→ **Excerpt provided**
::::

Peyton Elizabeth Lee, Jeffrey Bowyer-Chapman and Mapuana Makia in 'Doogie Kamealoha, M.D.' (Karen Neal/Disney).
CNN  — 

If TV reboots are inevitable, the prescription for doing them well involves respecting the source material while bringing something new to it. That delicate procedure is successfully executed with “Doogie Kamealoha, M.D.,” a refreshed take on “Doogie Howser” made eminently watchable by the winning presence of “Andi Mack’s” Peyton Elizabeth Lee.

Despite the gender and venue change to Hawaii (which certainly improves the scenery), the producers have nicely preserved the dynamics of the Steven Bochco-David E. Kelley creation that premiered in 1989, about a child prodigy who juggles a career in medicine with all the usual confusion and complications associated with being a teenager.

The opening sequence, in fact, is virtually the same: Lee’s 16-year-old Lahela interrupts her driving exam to assist a car-accident victim, establishing her medical credentials while reinforcing that she’s still very much a kid.

The dynamics are a little different at home, where Lahela’s mom (comedy veteran Kathleen Rose Perkins) is her boss at the hospital, while dad (Jason Scott Lee) has pursued his passion by selling flowers, and she has a pair of brothers dealing with their own more conventional (and very sitcom-ish) growing pains.

::::

→ **Supplied data**
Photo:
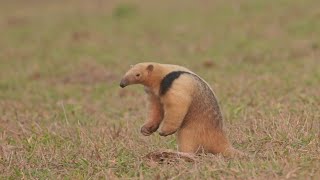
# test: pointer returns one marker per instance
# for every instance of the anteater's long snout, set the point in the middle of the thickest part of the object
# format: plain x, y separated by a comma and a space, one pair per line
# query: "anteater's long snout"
123, 83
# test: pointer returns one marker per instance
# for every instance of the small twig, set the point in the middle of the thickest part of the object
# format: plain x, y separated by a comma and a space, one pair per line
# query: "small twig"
65, 114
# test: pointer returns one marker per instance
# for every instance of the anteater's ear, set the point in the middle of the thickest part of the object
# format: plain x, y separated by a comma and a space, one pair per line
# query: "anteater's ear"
150, 68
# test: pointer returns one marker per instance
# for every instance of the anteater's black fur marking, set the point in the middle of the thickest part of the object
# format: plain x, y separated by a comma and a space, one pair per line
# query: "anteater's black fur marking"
167, 81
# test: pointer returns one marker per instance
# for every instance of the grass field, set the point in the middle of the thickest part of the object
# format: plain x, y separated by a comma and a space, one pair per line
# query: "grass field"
63, 114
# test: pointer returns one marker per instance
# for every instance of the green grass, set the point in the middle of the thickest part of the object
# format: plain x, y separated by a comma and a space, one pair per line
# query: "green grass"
62, 114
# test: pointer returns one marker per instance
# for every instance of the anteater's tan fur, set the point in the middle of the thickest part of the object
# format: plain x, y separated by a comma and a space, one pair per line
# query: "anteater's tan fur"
189, 108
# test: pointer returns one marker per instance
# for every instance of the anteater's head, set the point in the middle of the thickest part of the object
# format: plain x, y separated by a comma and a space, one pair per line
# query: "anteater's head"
137, 74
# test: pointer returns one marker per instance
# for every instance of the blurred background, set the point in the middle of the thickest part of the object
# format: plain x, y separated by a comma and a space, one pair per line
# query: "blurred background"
61, 63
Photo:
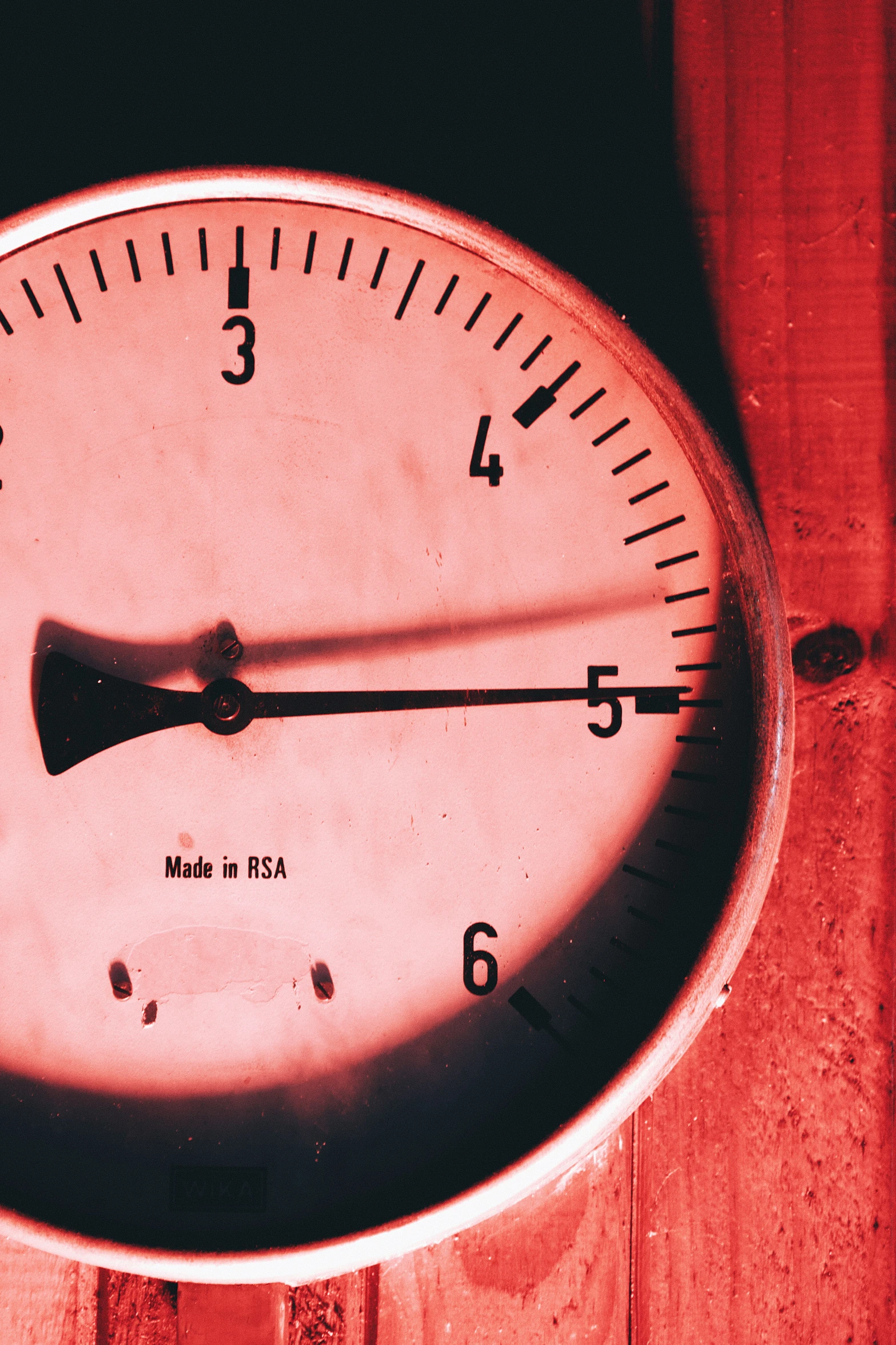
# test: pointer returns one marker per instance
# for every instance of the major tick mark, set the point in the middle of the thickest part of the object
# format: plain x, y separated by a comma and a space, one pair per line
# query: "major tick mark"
535, 1014
507, 331
347, 253
543, 399
683, 598
238, 277
132, 255
589, 401
657, 527
631, 462
678, 560
63, 285
676, 849
652, 490
449, 291
97, 268
412, 284
581, 1008
643, 915
686, 813
608, 982
379, 268
475, 316
529, 359
31, 297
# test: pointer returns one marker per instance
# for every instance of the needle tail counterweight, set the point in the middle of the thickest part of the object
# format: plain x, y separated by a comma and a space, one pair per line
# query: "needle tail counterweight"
82, 711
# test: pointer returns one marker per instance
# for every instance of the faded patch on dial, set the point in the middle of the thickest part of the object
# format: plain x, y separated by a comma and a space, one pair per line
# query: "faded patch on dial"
214, 959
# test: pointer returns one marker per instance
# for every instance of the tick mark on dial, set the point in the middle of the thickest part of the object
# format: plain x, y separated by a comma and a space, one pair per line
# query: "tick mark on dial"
631, 462
412, 285
378, 273
652, 490
694, 630
678, 560
132, 255
543, 399
508, 330
63, 285
657, 527
323, 981
647, 878
31, 297
238, 277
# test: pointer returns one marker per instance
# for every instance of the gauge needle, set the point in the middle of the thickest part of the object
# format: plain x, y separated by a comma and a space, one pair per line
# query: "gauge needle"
82, 711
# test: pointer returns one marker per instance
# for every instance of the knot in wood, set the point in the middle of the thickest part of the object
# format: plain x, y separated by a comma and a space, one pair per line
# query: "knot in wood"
828, 654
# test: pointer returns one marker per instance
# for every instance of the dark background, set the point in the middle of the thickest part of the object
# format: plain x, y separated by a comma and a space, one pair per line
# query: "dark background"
547, 121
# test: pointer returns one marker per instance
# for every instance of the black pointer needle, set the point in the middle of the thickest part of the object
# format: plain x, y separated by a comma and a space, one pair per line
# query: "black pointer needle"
82, 712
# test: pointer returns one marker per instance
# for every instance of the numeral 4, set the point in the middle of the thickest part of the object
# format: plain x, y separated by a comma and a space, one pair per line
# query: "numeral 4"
493, 471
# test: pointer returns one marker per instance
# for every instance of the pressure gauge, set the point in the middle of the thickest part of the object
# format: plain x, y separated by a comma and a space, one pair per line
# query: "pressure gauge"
397, 724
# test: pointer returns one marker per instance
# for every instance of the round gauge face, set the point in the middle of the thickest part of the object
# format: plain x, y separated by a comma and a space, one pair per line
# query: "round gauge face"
381, 713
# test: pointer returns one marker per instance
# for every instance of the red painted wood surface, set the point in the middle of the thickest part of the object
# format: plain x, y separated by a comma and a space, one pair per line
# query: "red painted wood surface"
751, 1199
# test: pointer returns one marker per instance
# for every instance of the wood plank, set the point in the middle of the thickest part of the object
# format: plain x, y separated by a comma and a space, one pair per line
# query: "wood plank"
133, 1311
764, 1184
45, 1300
233, 1315
555, 1267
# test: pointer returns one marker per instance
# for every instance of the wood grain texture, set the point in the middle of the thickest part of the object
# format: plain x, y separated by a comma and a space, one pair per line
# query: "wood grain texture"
45, 1300
133, 1311
555, 1269
763, 1179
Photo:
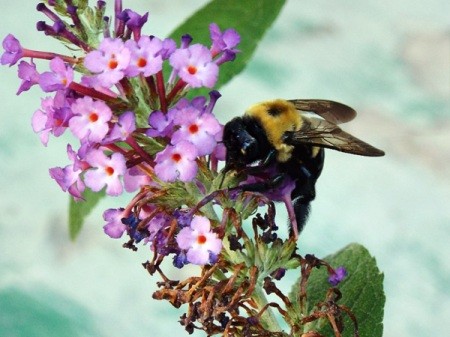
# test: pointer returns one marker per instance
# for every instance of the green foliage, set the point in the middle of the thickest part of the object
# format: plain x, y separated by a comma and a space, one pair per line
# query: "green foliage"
78, 211
362, 291
250, 18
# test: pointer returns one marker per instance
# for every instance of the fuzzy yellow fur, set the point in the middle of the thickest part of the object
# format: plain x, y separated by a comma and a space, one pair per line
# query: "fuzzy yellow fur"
288, 119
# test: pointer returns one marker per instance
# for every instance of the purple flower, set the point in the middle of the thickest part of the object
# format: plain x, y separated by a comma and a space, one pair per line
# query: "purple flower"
177, 162
202, 245
133, 20
161, 123
225, 41
105, 171
123, 128
145, 58
59, 78
108, 62
339, 274
200, 129
168, 47
194, 66
28, 74
114, 226
134, 179
13, 50
53, 117
91, 119
68, 178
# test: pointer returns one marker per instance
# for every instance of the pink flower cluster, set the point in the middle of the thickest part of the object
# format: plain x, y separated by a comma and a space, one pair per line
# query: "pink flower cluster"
118, 104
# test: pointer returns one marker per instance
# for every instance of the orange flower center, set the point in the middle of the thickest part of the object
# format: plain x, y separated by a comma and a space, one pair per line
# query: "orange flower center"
113, 64
176, 157
141, 62
109, 170
93, 117
193, 128
201, 239
192, 70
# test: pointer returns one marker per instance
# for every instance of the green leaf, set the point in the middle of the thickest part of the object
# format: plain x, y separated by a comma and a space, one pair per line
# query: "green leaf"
251, 19
78, 211
362, 291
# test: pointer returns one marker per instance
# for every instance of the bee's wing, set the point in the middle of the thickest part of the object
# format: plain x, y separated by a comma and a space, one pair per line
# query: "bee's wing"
331, 111
317, 131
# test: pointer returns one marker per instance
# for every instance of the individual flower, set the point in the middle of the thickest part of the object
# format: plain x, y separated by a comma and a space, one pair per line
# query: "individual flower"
108, 62
52, 118
105, 171
194, 66
90, 121
124, 127
161, 123
339, 274
168, 47
114, 227
59, 78
68, 178
13, 50
177, 162
28, 74
134, 179
202, 244
134, 21
145, 57
198, 128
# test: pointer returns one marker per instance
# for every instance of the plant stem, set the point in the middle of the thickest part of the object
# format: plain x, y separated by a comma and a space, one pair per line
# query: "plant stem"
268, 319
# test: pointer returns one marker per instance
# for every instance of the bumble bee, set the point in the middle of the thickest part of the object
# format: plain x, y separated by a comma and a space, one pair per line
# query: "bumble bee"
280, 145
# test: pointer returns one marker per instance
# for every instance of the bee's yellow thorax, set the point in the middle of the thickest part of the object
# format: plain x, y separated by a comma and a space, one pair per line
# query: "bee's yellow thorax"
276, 117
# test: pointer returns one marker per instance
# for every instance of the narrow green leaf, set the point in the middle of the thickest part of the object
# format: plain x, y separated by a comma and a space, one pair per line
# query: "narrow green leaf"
78, 211
251, 19
362, 291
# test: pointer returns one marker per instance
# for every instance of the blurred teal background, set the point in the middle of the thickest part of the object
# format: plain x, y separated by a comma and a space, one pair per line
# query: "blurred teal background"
388, 59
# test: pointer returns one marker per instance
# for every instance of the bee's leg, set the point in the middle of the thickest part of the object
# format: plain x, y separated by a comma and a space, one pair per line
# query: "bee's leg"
261, 186
302, 195
265, 163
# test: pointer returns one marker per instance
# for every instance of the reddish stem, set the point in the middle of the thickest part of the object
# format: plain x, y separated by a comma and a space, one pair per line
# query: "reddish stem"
161, 91
132, 142
48, 56
91, 92
176, 89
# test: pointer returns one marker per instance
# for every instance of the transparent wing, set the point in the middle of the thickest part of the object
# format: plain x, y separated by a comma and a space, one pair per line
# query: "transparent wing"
316, 131
333, 112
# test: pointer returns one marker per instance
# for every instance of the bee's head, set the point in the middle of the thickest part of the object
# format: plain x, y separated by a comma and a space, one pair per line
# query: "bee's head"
242, 147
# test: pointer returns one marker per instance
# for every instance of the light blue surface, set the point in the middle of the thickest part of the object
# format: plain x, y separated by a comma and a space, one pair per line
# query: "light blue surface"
388, 59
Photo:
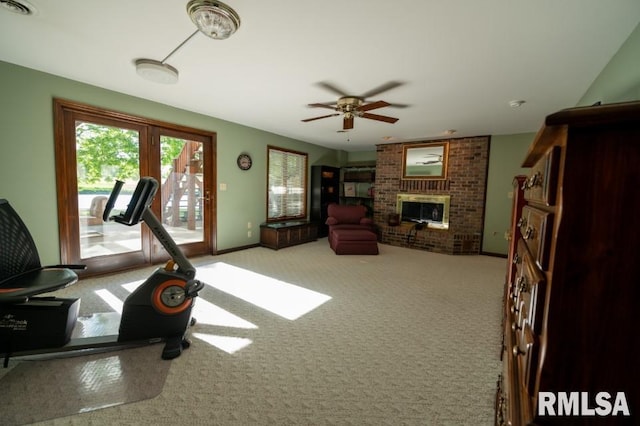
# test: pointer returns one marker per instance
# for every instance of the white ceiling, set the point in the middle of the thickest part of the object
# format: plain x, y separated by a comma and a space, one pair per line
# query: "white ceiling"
460, 62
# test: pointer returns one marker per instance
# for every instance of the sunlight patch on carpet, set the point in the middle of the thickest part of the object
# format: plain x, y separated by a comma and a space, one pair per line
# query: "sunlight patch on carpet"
34, 391
207, 313
284, 299
228, 344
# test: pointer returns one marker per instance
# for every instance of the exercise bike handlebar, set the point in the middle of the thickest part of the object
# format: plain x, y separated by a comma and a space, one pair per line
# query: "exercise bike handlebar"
139, 210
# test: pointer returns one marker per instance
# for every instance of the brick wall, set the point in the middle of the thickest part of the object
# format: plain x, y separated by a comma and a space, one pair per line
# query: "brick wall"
465, 183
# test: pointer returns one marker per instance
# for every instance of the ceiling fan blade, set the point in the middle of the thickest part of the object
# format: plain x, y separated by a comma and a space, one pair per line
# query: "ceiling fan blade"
332, 88
373, 105
379, 117
348, 123
318, 105
318, 118
380, 89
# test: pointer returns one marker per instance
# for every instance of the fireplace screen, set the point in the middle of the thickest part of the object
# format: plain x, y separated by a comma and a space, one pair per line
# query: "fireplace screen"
432, 210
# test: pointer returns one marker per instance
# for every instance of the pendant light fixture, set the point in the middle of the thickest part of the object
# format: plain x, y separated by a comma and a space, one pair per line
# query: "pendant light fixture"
213, 18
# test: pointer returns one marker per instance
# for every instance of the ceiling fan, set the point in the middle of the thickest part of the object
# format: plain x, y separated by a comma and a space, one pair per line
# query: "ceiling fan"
350, 106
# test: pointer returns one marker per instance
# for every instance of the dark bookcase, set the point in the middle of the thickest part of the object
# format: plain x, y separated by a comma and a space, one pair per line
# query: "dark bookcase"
325, 189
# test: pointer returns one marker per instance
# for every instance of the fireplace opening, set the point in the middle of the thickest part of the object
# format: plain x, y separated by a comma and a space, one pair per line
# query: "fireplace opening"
431, 210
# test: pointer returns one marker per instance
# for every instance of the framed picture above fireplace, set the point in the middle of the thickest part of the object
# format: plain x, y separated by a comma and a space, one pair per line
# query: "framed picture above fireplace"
425, 161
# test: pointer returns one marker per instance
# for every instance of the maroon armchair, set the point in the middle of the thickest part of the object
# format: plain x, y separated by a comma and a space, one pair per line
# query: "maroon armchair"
351, 217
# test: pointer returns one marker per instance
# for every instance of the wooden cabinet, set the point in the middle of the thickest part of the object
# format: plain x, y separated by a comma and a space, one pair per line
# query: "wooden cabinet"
358, 186
285, 234
325, 189
572, 292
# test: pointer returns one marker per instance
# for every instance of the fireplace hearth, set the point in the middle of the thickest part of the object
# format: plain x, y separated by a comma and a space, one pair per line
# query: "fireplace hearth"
429, 210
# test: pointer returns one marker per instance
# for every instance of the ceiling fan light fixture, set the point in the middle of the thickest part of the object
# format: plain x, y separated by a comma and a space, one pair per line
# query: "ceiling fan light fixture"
156, 71
213, 18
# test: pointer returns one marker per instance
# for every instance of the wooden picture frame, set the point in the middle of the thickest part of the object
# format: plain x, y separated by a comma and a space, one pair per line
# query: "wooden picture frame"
425, 161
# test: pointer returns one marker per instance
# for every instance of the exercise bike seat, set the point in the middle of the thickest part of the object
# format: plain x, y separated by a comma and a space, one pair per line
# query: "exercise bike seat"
20, 288
21, 274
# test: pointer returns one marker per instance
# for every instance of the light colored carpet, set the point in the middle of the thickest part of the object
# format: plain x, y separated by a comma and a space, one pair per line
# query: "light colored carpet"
404, 338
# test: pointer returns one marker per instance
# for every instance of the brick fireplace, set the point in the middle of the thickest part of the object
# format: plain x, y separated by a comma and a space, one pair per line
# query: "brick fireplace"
465, 184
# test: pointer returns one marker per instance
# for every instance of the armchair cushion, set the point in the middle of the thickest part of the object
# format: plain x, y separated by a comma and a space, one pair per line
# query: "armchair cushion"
347, 217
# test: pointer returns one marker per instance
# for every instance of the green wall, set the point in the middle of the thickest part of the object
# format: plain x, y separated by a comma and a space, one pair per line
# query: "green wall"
27, 168
27, 164
619, 81
506, 154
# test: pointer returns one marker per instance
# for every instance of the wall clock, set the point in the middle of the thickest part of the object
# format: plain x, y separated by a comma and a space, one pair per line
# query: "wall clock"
244, 161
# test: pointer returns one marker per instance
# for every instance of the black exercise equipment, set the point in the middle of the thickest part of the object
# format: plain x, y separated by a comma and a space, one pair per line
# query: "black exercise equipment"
158, 310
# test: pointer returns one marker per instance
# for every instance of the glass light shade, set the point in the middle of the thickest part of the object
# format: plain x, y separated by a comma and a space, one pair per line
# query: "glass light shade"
214, 19
156, 71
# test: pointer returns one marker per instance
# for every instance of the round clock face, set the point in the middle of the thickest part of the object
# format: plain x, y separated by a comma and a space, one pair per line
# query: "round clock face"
244, 161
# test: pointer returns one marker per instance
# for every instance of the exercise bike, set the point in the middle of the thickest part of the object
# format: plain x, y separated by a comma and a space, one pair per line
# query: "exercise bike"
159, 310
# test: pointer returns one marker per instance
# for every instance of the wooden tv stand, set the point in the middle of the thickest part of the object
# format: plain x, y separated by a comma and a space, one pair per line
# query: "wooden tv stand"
285, 234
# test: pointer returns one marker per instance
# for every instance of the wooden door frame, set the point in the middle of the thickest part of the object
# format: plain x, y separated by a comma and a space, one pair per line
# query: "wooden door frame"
66, 113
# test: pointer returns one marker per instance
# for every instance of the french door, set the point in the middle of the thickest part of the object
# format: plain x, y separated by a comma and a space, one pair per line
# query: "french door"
94, 147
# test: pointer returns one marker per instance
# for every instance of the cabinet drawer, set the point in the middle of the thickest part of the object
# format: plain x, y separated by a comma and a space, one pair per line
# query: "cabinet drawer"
541, 185
536, 226
531, 292
526, 353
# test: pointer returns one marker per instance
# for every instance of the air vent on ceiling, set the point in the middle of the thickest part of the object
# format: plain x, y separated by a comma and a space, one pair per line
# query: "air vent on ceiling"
19, 7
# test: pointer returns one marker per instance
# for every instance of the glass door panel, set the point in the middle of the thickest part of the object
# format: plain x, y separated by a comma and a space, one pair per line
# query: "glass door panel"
104, 154
182, 190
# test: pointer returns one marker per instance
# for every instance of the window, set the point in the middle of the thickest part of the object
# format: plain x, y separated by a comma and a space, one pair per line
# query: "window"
287, 184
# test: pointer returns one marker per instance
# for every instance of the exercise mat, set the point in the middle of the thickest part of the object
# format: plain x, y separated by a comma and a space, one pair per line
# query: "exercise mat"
34, 391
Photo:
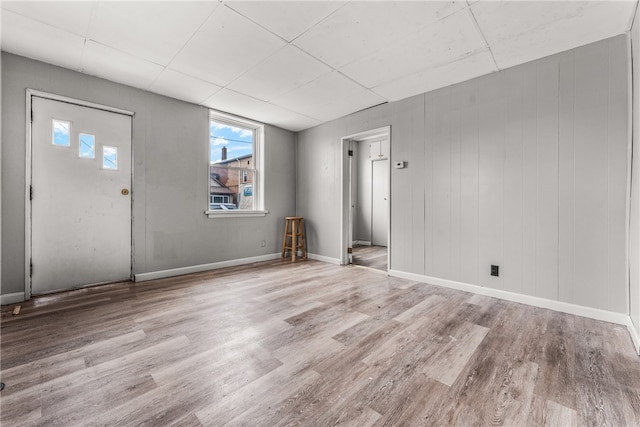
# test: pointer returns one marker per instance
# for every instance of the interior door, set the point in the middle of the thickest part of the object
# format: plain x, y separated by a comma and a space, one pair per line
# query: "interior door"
81, 201
380, 202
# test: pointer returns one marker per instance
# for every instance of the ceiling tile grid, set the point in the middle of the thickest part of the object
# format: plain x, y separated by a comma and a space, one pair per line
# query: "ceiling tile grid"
297, 64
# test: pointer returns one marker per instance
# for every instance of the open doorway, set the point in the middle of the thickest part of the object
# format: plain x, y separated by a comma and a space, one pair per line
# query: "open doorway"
366, 199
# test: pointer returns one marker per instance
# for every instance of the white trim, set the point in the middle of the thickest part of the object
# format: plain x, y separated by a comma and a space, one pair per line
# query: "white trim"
634, 334
563, 307
142, 277
234, 213
323, 258
54, 97
30, 93
12, 298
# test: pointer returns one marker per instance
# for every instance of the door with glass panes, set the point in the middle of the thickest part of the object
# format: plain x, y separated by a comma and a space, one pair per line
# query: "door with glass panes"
81, 196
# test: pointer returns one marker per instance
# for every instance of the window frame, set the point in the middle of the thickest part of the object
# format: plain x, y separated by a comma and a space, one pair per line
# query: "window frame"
258, 165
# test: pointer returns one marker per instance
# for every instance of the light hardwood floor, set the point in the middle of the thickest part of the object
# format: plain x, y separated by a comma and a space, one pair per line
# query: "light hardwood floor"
311, 344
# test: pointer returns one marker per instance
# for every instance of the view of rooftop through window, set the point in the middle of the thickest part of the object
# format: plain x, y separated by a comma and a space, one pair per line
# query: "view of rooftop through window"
238, 142
232, 168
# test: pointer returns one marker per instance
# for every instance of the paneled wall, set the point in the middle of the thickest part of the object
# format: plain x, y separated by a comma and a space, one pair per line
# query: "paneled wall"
525, 168
634, 223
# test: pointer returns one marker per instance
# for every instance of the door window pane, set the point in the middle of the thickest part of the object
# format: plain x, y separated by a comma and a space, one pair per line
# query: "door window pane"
109, 157
61, 133
87, 146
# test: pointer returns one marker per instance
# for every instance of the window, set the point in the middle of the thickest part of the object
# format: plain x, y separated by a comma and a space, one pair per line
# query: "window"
61, 135
110, 158
235, 175
87, 146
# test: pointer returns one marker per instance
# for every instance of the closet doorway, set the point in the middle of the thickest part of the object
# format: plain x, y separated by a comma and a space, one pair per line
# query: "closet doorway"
368, 221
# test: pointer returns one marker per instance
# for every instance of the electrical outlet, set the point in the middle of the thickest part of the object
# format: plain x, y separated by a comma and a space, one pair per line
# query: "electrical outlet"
495, 270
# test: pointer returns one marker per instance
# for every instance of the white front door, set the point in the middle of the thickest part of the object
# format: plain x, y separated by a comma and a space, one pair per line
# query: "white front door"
81, 201
379, 202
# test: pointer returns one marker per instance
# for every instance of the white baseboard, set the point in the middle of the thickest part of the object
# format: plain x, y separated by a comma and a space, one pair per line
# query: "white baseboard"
11, 298
322, 258
563, 307
141, 277
634, 334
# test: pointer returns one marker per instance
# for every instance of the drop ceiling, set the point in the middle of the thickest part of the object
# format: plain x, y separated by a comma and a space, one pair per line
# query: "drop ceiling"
296, 64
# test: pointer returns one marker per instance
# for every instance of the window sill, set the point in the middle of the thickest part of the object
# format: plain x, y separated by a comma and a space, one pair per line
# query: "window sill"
235, 214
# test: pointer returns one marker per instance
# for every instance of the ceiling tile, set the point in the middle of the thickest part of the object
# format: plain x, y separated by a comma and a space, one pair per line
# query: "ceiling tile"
439, 43
361, 28
26, 37
177, 85
103, 61
226, 46
288, 19
344, 106
71, 16
523, 31
466, 68
245, 106
155, 33
285, 70
327, 89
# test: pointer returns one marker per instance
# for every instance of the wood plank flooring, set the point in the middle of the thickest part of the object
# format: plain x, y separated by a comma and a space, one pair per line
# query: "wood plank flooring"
309, 344
370, 256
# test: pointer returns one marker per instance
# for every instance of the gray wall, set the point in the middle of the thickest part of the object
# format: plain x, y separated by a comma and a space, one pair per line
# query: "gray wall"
524, 168
170, 146
634, 223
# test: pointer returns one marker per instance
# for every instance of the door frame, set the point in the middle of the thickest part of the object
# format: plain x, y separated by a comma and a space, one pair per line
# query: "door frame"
30, 93
346, 237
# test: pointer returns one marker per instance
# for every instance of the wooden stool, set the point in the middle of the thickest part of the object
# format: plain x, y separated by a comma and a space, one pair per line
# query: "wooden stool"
294, 230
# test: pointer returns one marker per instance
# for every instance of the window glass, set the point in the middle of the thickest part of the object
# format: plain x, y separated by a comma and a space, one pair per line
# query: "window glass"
233, 159
61, 134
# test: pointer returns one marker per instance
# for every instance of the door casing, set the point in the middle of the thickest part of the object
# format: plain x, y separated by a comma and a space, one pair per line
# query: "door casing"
30, 93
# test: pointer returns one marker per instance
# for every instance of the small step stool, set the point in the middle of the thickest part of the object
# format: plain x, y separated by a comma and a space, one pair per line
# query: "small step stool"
294, 233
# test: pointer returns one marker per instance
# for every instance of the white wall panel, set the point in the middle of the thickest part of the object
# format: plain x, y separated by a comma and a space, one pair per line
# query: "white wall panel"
634, 223
566, 180
617, 156
529, 180
512, 271
547, 179
408, 186
525, 168
491, 134
440, 167
465, 95
591, 176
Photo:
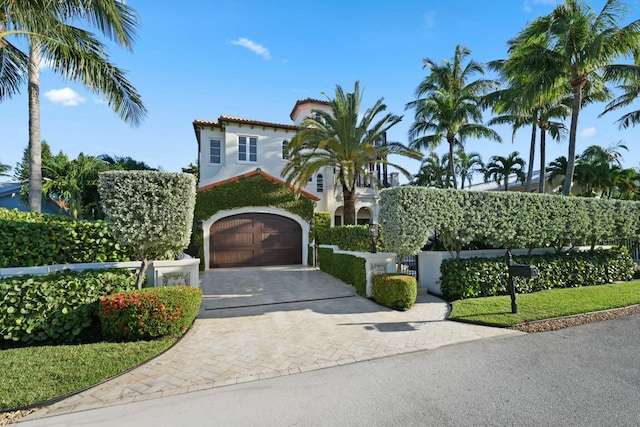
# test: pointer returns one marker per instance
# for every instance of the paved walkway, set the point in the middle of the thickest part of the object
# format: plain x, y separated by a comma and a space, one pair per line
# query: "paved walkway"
258, 323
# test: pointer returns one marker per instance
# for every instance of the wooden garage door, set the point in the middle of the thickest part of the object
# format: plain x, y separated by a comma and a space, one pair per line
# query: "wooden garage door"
255, 239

::::

→ **Tasks**
• 1. In the review, reproduce the passage starting with "If TV reboots" and going on through "Peyton Elizabeth Lee.", substituting "recipe" for "prescription".
• 2. Translate this sentence from the review into Spanish: "The opening sequence, in fact, is virtually the same: Lee’s 16-year-old Lahela interrupts her driving exam to assist a car-accident victim, establishing her medical credentials while reinforcing that she’s still very much a kid."
The records were taken from a separate source.

→ **Solutions**
• 1.
If TV reboots are inevitable, the recipe for doing them well involves respecting the source material while bringing something new to it. That delicate procedure is successfully executed with “Doogie Kamealoha, M.D.,” a refreshed take on “Doogie Howser” made eminently watchable by the winning presence of “Andi Mack’s” Peyton Elizabeth Lee.

• 2. La secuencia inicial, de hecho, es prácticamente la misma: Lahela, la joven de 16 años que interpreta Lee, interrumpe su examen de manejo para ayudar a una víctima de un accidente de auto, lo que establece sus credenciales médicas y a la vez refuerza que todavía es muy niña.